▶ Extracted data:
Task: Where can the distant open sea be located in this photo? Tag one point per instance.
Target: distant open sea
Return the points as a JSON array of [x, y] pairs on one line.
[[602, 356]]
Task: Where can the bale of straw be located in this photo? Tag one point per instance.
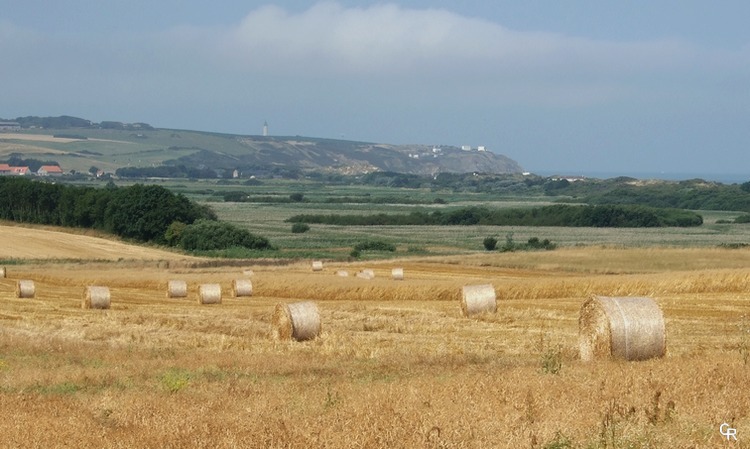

▶ Work required:
Figure out how many lines of the material include "instance", then reply with the count alone.

▶ Output for this exercise:
2